■ GOAL
Return only this: the line with "drop a dot on every instance of the white shorts" and all the lines that follow it below, through the final one, exactly as they are.

■ DATA EXCERPTS
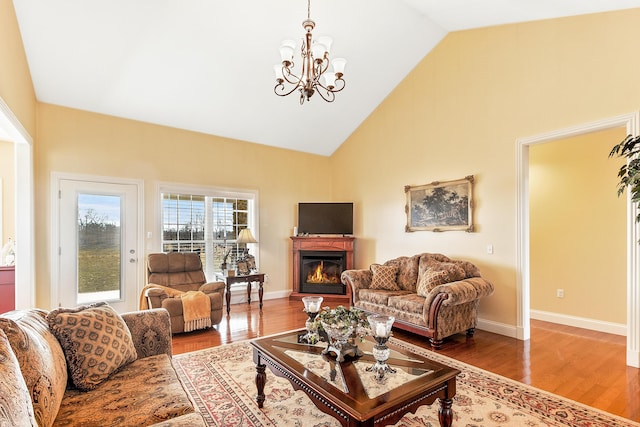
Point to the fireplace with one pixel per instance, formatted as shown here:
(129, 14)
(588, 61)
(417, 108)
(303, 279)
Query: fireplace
(317, 264)
(320, 272)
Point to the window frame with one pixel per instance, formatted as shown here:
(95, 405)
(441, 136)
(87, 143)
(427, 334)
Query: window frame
(213, 192)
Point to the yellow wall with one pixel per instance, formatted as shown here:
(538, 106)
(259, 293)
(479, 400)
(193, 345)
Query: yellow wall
(73, 141)
(578, 228)
(16, 88)
(461, 111)
(7, 169)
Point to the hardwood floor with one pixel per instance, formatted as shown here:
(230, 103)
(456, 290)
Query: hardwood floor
(585, 366)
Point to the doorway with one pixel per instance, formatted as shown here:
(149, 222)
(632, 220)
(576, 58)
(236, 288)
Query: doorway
(12, 130)
(98, 242)
(632, 124)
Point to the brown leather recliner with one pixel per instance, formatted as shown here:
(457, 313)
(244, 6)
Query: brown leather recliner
(177, 273)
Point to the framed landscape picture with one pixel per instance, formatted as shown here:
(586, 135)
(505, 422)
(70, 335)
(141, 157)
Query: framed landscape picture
(440, 206)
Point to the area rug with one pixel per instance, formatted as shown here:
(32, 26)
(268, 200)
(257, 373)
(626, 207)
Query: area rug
(221, 382)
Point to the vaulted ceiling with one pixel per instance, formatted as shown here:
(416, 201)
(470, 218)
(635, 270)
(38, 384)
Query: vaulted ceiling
(207, 65)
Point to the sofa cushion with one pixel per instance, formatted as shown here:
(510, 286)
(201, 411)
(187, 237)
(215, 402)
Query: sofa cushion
(407, 271)
(144, 392)
(429, 280)
(380, 297)
(96, 342)
(410, 303)
(384, 277)
(16, 408)
(41, 360)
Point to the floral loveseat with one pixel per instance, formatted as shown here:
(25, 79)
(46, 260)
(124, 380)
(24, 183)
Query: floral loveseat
(119, 369)
(429, 294)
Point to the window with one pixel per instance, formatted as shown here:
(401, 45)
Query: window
(207, 221)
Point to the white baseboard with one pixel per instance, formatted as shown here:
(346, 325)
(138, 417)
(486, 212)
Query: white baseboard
(497, 328)
(580, 322)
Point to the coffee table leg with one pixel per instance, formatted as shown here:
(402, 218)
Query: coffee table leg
(261, 379)
(445, 413)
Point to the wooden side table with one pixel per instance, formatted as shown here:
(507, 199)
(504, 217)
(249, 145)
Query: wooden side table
(248, 279)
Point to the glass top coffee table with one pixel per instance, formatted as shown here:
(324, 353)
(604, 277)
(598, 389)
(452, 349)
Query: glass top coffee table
(347, 390)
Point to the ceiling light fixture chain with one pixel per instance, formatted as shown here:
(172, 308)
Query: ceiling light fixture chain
(314, 76)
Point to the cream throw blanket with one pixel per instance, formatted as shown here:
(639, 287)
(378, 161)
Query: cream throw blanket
(196, 306)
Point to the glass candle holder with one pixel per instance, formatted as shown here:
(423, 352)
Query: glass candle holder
(381, 330)
(312, 308)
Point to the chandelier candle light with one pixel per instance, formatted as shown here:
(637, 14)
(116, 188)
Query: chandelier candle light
(314, 76)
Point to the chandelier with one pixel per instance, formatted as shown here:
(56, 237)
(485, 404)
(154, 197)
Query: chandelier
(314, 76)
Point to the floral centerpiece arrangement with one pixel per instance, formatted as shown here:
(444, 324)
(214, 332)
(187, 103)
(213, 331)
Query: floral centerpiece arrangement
(342, 326)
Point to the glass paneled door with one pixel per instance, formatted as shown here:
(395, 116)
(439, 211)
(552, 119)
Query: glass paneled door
(98, 244)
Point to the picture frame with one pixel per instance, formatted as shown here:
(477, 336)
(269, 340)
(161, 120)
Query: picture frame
(440, 206)
(243, 268)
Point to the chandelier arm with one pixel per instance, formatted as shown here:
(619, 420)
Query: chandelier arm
(330, 97)
(333, 89)
(287, 74)
(283, 90)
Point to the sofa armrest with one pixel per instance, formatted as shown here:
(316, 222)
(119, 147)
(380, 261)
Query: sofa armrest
(150, 331)
(356, 280)
(213, 287)
(461, 292)
(155, 296)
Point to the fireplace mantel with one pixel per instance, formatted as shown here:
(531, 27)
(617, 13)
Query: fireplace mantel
(321, 243)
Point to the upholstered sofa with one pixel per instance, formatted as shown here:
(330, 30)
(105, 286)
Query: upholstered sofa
(429, 294)
(90, 367)
(170, 276)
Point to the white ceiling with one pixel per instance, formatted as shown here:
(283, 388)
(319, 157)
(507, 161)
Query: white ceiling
(207, 65)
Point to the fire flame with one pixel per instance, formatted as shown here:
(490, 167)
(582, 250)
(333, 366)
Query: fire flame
(318, 275)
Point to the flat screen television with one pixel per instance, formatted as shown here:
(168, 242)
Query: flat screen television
(325, 218)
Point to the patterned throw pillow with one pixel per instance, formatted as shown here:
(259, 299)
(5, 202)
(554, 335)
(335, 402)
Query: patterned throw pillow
(95, 340)
(41, 360)
(16, 408)
(384, 277)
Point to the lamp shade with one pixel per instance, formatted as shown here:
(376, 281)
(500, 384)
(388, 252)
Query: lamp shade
(246, 237)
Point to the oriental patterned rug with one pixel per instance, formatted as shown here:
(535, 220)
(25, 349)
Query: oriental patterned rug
(221, 382)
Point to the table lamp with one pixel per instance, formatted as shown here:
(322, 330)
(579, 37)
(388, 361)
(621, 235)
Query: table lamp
(245, 237)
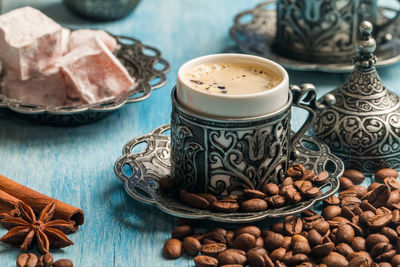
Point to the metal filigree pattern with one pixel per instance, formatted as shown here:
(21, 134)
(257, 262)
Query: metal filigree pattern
(221, 156)
(135, 57)
(258, 35)
(141, 172)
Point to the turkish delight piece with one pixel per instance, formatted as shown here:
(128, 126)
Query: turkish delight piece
(94, 74)
(29, 41)
(46, 89)
(80, 38)
(65, 33)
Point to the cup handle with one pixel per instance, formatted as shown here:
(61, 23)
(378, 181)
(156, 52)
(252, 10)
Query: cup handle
(304, 97)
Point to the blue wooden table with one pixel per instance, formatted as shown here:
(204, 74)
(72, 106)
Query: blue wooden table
(76, 164)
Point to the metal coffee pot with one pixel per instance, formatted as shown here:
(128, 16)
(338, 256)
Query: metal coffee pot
(360, 121)
(326, 30)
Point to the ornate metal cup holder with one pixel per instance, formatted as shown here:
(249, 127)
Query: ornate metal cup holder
(257, 36)
(141, 171)
(143, 62)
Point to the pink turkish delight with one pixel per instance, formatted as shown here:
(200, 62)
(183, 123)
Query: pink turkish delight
(94, 74)
(79, 38)
(30, 42)
(46, 89)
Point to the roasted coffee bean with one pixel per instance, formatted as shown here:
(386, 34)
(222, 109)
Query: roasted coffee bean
(205, 261)
(383, 173)
(229, 237)
(225, 206)
(365, 206)
(345, 183)
(333, 200)
(27, 260)
(63, 263)
(309, 175)
(359, 261)
(172, 248)
(277, 254)
(323, 249)
(296, 171)
(355, 176)
(209, 197)
(194, 200)
(244, 241)
(374, 239)
(182, 231)
(359, 189)
(191, 246)
(394, 198)
(255, 257)
(270, 189)
(232, 256)
(300, 245)
(273, 240)
(344, 234)
(344, 249)
(292, 196)
(276, 227)
(253, 205)
(311, 192)
(215, 236)
(314, 238)
(389, 233)
(359, 244)
(251, 229)
(335, 260)
(331, 211)
(45, 260)
(297, 259)
(379, 196)
(276, 201)
(379, 221)
(396, 260)
(392, 182)
(213, 249)
(321, 178)
(251, 193)
(293, 225)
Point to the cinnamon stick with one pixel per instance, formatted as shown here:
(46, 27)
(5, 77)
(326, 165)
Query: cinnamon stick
(38, 201)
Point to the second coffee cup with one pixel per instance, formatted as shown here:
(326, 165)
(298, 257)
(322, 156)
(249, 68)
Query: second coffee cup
(230, 123)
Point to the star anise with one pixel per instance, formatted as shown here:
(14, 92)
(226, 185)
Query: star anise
(24, 231)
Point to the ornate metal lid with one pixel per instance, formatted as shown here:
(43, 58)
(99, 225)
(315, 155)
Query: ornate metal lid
(360, 121)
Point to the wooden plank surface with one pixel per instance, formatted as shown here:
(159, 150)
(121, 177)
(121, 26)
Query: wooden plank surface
(76, 164)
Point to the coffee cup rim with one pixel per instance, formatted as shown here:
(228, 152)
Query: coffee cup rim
(234, 57)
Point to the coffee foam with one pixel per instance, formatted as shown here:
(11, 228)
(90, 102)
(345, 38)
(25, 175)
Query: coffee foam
(232, 78)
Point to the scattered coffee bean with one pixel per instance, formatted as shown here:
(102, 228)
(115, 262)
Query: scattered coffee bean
(172, 248)
(45, 260)
(27, 260)
(383, 173)
(182, 231)
(355, 176)
(191, 246)
(63, 263)
(205, 261)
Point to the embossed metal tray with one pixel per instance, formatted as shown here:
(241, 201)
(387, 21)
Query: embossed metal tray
(257, 36)
(144, 64)
(141, 172)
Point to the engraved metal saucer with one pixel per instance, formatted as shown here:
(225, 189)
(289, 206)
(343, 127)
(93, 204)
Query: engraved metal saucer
(144, 64)
(257, 37)
(141, 172)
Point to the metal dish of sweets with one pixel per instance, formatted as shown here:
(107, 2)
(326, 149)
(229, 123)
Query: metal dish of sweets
(315, 35)
(141, 172)
(144, 64)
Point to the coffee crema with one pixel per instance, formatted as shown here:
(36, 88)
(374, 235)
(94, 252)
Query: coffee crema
(232, 78)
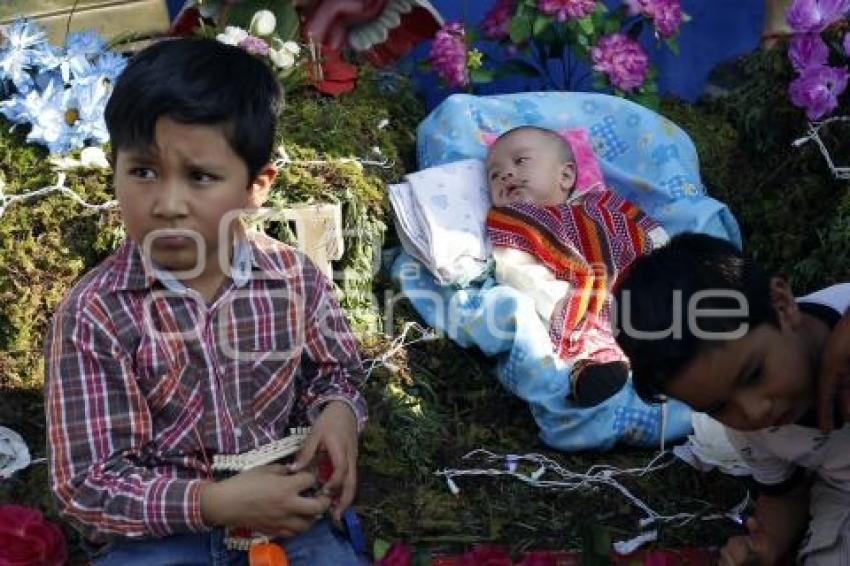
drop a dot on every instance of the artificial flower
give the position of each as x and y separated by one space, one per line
255 45
263 23
808 16
283 53
232 35
622 60
28 539
496 24
817 90
564 9
448 55
807 50
666 15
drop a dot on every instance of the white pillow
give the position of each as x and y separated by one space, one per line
441 214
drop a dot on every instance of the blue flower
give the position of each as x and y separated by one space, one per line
21 39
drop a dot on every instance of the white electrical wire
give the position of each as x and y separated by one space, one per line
840 171
7 200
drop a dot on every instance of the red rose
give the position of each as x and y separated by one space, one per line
482 555
28 539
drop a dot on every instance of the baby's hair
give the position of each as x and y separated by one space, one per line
556 138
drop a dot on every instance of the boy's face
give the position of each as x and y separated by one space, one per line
528 166
765 378
183 187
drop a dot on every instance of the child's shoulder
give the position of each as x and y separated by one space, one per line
99 280
279 259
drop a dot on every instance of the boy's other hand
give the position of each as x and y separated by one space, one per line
753 549
266 499
335 433
834 379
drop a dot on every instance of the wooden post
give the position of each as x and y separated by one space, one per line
318 229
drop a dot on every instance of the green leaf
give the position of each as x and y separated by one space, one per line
541 23
481 75
520 30
586 25
612 25
380 548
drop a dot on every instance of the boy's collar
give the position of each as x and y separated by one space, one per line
132 274
830 317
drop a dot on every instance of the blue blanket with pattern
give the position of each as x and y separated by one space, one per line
644 157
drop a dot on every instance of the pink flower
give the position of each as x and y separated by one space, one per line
254 45
815 15
563 9
496 23
665 14
28 539
817 90
448 55
622 60
807 50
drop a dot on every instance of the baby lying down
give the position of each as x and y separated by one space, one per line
565 250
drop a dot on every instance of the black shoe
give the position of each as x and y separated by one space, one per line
594 383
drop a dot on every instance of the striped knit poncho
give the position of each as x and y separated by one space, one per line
588 243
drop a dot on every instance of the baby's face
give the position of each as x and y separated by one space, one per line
528 166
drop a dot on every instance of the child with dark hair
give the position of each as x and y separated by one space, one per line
565 251
198 337
704 324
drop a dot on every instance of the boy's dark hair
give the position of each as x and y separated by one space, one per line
556 138
644 302
197 81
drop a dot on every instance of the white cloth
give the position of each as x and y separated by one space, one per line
441 214
774 453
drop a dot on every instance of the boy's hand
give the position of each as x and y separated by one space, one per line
335 433
834 380
266 499
755 548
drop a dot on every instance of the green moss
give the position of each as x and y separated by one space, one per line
784 197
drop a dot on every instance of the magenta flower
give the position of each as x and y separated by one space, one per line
563 9
255 45
807 50
496 24
817 90
815 15
666 14
448 55
622 60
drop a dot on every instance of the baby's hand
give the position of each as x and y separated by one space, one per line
755 548
834 380
334 433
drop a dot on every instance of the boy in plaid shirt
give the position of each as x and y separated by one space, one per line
198 337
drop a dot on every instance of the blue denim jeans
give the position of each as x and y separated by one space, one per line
320 546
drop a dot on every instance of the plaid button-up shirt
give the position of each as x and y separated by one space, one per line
146 380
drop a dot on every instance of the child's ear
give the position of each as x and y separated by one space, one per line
568 177
782 299
259 189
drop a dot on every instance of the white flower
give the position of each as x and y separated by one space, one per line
94 157
232 35
263 23
283 54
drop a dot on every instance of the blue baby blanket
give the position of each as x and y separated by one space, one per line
644 157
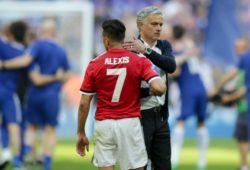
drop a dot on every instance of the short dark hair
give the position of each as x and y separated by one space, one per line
178 31
114 29
18 30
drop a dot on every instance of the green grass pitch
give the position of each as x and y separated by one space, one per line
222 155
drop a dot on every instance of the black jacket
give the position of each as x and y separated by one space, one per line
164 61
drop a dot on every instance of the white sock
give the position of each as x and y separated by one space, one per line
177 141
6 155
203 140
244 167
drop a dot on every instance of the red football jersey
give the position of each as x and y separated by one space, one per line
115 77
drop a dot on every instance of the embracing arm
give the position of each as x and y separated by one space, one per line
19 62
165 62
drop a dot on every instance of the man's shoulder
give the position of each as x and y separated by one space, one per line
162 43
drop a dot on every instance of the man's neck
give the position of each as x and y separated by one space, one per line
116 46
150 42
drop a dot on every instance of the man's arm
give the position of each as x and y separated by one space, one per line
39 79
165 62
229 76
157 87
18 62
234 96
82 140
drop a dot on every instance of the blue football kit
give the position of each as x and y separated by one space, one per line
192 91
43 101
9 105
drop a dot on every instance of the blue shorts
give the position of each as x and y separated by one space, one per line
194 105
43 110
10 108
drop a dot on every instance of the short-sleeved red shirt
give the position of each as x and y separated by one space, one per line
115 77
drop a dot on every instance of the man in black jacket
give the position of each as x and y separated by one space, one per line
154 110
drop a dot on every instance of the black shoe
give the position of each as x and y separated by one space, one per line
4 164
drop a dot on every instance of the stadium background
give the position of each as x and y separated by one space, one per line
214 24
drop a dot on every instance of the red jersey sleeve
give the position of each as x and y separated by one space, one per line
88 86
148 73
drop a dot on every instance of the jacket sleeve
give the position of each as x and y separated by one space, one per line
166 60
144 92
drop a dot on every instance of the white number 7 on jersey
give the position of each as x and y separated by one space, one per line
121 72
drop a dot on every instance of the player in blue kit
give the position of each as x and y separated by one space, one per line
242 65
9 105
49 59
193 96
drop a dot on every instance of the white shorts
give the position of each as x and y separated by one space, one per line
119 141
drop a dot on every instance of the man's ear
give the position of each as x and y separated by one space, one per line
139 25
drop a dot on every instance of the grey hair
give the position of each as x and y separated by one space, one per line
145 12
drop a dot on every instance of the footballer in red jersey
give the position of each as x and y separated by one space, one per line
115 77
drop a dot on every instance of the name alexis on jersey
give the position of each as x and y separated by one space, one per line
114 61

■ TASK OUTPUT
drop a dot on every instance of the white shorts
give the position of each as x and y separated by one space, one per line
119 141
drop a dot on every instance of the man's ear
give the position of each as x and y separated by one space, one per line
139 25
drop a dot on every instance of the grey hair
give the position of each as x and y separated by one space, one per line
145 12
drop a dot on every instance of the footballer in red jersey
give the position of each as x and y separated by one space, one per line
115 77
drop a dot on every instance of the name alexis on jersey
give the position of each as x and y separated by one space, one per line
114 61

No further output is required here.